--- Information shown ---

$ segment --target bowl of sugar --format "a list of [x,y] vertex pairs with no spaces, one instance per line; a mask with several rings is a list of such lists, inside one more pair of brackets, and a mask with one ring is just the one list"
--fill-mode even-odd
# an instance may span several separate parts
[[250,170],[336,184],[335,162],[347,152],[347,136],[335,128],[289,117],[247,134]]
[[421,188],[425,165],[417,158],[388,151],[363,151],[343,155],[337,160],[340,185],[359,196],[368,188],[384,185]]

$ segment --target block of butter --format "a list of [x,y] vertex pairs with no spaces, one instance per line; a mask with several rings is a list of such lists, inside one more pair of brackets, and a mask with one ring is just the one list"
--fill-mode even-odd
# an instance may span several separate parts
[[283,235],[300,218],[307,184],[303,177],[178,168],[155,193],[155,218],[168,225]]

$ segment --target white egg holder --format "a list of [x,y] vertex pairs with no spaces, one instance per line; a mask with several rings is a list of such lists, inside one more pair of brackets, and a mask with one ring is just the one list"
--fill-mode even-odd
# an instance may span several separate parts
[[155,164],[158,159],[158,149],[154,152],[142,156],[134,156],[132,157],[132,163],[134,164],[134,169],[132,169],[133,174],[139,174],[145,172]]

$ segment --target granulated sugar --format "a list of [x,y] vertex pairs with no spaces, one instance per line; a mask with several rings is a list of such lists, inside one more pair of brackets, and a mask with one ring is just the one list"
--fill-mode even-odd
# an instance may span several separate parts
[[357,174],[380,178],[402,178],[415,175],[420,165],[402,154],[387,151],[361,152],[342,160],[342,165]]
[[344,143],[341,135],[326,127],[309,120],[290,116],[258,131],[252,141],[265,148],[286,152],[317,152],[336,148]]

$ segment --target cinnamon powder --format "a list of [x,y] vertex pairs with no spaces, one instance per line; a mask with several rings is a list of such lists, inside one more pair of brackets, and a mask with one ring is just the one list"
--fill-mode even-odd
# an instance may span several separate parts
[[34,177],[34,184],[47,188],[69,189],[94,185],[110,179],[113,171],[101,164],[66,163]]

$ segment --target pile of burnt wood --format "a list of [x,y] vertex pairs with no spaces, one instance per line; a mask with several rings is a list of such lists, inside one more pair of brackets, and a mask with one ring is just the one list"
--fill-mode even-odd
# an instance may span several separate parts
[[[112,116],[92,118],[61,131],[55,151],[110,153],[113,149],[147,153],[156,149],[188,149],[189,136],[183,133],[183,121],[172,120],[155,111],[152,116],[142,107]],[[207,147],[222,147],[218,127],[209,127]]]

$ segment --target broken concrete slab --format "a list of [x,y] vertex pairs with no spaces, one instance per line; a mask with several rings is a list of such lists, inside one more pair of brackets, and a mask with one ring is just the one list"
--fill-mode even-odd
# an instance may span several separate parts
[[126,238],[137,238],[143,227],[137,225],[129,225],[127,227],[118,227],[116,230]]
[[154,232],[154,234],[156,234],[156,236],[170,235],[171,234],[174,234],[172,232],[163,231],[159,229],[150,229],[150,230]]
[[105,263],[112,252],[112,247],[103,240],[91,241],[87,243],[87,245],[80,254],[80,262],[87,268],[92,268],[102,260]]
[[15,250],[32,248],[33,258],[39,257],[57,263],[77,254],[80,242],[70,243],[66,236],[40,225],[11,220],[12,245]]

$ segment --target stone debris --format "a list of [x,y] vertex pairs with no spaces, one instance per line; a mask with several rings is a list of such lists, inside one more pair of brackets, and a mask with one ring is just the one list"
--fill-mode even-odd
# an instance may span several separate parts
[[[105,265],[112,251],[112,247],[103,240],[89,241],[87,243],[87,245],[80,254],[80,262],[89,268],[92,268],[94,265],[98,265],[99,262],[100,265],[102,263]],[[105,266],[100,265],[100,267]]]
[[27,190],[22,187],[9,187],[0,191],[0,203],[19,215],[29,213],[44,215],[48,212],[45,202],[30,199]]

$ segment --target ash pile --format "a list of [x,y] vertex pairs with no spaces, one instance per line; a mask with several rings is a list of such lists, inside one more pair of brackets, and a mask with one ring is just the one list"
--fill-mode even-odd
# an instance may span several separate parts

---

What this task involves:
Copy every line again, requests included, starting with the line containing "segment --target stone" and continuing through the end of the entries, and add -54 to each x and y vertex coordinate in the answer masks.

Solved exercise:
$ segment --target stone debris --format "a list of [x,y] vertex pairs with no spaces, one instance per line; a mask with several rings is a list of such lists, inside one more pair of brackets, and a mask with one ring is just the one list"
--fill-mode even-odd
# an instance may span several separate parts
[[[51,211],[58,197],[58,193],[49,186],[35,187],[33,189],[33,191],[26,200],[26,208],[35,214],[38,214],[40,211],[44,211],[45,208],[46,211],[48,209]],[[51,212],[46,211],[46,213]]]
[[-27,136],[-32,133],[-45,133],[-54,137],[-54,149],[-35,161],[-25,159],[-10,161],[-6,158],[-9,148],[-24,145]]

$ segment --target ash pile --format "a list of [x,y] vertex pairs with no spaces, one instance per line; a mask with several rings is a list of such lists, inside one more pair of brackets, and a mask with one ring is just the one list"
--fill-mode even-odd
# an instance may span several separate parts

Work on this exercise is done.